▸ **BRIEF**
Print each of the entries below verbatim, preserving every line as it appears.

▸ **DATA RECORDS**
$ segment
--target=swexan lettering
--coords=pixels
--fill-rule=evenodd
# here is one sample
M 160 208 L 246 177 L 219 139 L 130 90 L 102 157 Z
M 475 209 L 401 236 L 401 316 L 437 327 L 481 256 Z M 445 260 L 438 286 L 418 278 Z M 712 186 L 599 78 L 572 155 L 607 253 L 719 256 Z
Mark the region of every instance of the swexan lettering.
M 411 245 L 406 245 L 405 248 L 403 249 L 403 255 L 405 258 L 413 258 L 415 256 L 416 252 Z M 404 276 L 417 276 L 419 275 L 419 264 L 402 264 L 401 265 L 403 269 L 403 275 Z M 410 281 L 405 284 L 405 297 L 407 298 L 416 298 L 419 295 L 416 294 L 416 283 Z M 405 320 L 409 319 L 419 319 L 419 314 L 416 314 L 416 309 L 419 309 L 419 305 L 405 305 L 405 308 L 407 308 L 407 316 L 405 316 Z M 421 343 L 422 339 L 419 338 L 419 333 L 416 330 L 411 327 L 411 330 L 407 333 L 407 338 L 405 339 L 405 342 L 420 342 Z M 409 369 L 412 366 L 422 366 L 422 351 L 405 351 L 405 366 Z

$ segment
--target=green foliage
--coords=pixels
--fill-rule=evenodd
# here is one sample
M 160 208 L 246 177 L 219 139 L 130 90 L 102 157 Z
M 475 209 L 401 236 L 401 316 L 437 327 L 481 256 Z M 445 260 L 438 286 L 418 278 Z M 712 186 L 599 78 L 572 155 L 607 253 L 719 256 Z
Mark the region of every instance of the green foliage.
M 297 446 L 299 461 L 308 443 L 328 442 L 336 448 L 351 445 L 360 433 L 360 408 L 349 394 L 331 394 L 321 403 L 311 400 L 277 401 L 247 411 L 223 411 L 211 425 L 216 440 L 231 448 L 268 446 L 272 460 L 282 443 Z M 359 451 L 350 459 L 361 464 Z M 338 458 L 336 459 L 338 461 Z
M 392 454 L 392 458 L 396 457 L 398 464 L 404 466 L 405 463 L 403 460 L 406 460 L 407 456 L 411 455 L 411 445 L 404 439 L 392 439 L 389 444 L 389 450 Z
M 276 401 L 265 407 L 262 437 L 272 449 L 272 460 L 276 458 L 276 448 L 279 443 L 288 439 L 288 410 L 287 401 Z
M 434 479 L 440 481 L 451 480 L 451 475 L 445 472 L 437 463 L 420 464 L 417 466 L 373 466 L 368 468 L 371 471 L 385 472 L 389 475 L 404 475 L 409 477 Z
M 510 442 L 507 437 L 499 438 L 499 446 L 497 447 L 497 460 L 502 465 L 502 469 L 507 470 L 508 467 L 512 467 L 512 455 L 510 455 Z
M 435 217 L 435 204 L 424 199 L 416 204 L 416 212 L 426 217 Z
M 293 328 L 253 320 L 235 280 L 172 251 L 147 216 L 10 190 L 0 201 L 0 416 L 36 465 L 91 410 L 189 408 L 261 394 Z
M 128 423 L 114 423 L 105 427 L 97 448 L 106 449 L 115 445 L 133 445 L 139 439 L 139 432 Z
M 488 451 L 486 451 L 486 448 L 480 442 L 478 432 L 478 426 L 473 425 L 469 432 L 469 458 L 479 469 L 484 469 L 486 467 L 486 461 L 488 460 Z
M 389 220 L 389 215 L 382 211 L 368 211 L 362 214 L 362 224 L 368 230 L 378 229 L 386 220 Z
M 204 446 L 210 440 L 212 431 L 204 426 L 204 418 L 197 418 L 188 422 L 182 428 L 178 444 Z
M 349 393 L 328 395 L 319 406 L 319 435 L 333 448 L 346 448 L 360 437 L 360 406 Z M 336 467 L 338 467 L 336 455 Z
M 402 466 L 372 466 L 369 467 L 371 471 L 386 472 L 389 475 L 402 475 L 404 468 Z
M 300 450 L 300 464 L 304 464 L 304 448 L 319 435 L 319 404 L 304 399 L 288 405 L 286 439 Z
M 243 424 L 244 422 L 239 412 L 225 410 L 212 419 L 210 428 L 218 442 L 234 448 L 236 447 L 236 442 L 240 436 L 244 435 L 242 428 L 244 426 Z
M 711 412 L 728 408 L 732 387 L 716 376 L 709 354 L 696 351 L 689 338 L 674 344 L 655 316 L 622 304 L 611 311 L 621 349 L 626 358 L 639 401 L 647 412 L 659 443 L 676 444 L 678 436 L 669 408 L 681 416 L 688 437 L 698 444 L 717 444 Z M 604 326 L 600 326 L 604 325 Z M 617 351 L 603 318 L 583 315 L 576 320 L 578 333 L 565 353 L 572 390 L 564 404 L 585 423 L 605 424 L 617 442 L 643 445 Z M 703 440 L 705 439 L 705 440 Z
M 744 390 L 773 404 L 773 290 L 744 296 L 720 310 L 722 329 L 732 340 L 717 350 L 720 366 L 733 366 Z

▸ **ANSWER FOR THE TASK**
$ segment
--target=swexan lettering
--coords=pixels
--fill-rule=evenodd
# here is one sample
M 160 208 L 246 177 L 219 139 L 130 90 L 102 157 Z
M 475 209 L 401 236 L 401 316 L 437 327 L 481 256 Z M 445 260 L 438 286 L 418 278 Z M 712 186 L 599 78 L 572 155 L 607 253 L 719 256 Z
Mark the region of every instance of the swexan lettering.
M 411 245 L 406 245 L 405 248 L 403 249 L 403 255 L 405 258 L 413 258 L 415 256 L 416 252 Z M 404 276 L 417 276 L 419 275 L 419 264 L 402 264 L 401 265 L 403 269 L 403 275 Z M 410 281 L 405 284 L 405 297 L 407 298 L 416 298 L 419 295 L 416 294 L 416 283 Z M 405 320 L 409 319 L 419 319 L 419 314 L 416 314 L 416 309 L 419 309 L 419 305 L 405 305 L 405 308 L 407 308 L 407 316 L 405 316 Z M 421 343 L 422 339 L 419 338 L 419 333 L 416 330 L 411 327 L 411 330 L 407 333 L 407 338 L 405 339 L 405 342 L 420 342 Z M 409 369 L 412 366 L 422 366 L 422 351 L 405 351 L 405 366 Z

$ segment
--target=green foliage
--coords=pixels
--fill-rule=evenodd
# here is one sample
M 160 208 L 246 177 L 219 139 L 130 90 L 102 157 Z
M 475 209 L 401 236 L 401 316 L 437 327 L 481 256 Z M 445 260 L 438 286 L 418 278 Z M 712 186 L 599 78 L 572 155 L 607 253 L 719 256 Z
Mark the region of every instance of the green foliage.
M 297 446 L 299 461 L 308 443 L 328 442 L 336 448 L 351 445 L 360 433 L 360 408 L 349 394 L 331 394 L 321 403 L 311 400 L 277 401 L 247 411 L 223 411 L 211 425 L 216 440 L 231 448 L 268 446 L 272 460 L 282 443 Z M 359 451 L 350 459 L 361 464 Z M 338 458 L 336 459 L 338 461 Z
M 392 454 L 392 458 L 396 457 L 398 464 L 404 466 L 405 463 L 403 460 L 406 460 L 407 456 L 411 455 L 411 445 L 404 439 L 392 439 L 389 444 L 389 450 Z
M 276 401 L 265 407 L 262 437 L 272 449 L 272 460 L 276 458 L 276 448 L 279 443 L 288 439 L 288 410 L 287 401 Z
M 434 479 L 440 481 L 451 480 L 451 475 L 445 472 L 437 463 L 420 464 L 417 466 L 373 466 L 368 468 L 371 471 L 385 472 L 389 475 L 404 475 L 409 477 Z
M 510 442 L 507 437 L 499 438 L 499 446 L 497 447 L 497 460 L 502 465 L 502 469 L 507 470 L 508 467 L 512 467 L 512 455 L 510 455 Z
M 435 217 L 435 204 L 424 199 L 416 204 L 416 212 L 426 217 Z
M 293 328 L 253 320 L 235 280 L 172 251 L 147 216 L 10 190 L 0 201 L 0 416 L 36 465 L 91 410 L 189 408 L 261 394 Z
M 128 423 L 114 423 L 105 427 L 97 448 L 106 449 L 115 445 L 133 445 L 139 439 L 139 432 Z
M 488 451 L 486 451 L 486 448 L 480 442 L 478 432 L 478 426 L 473 425 L 469 432 L 469 458 L 479 469 L 484 469 L 486 467 L 486 461 L 488 460 Z
M 389 220 L 389 215 L 382 211 L 368 211 L 362 214 L 362 224 L 368 230 L 378 229 L 386 220 Z
M 204 446 L 210 440 L 212 431 L 204 426 L 204 418 L 197 418 L 188 422 L 182 428 L 178 444 Z
M 349 393 L 328 395 L 319 406 L 319 435 L 333 448 L 346 448 L 360 437 L 360 406 Z M 336 467 L 338 467 L 336 455 Z
M 402 466 L 372 466 L 369 467 L 371 471 L 386 472 L 389 475 L 402 475 L 404 468 Z
M 300 450 L 300 464 L 304 464 L 304 448 L 319 435 L 319 404 L 304 399 L 288 405 L 286 439 Z
M 243 424 L 244 422 L 239 412 L 225 410 L 212 419 L 210 428 L 218 442 L 234 448 L 236 447 L 236 442 L 240 436 L 244 435 L 242 428 L 244 426 Z
M 711 412 L 728 408 L 732 387 L 716 376 L 709 354 L 696 351 L 689 338 L 674 344 L 655 316 L 622 304 L 611 311 L 621 349 L 626 358 L 639 401 L 647 412 L 659 443 L 676 444 L 678 436 L 669 408 L 681 416 L 688 437 L 698 444 L 717 444 Z M 604 326 L 600 326 L 604 325 Z M 617 351 L 603 318 L 583 315 L 576 320 L 578 333 L 565 353 L 572 390 L 564 404 L 585 423 L 605 424 L 617 442 L 643 445 Z M 703 440 L 705 439 L 705 440 Z
M 744 390 L 773 404 L 773 290 L 744 296 L 720 310 L 722 329 L 732 340 L 717 350 L 720 366 L 733 366 Z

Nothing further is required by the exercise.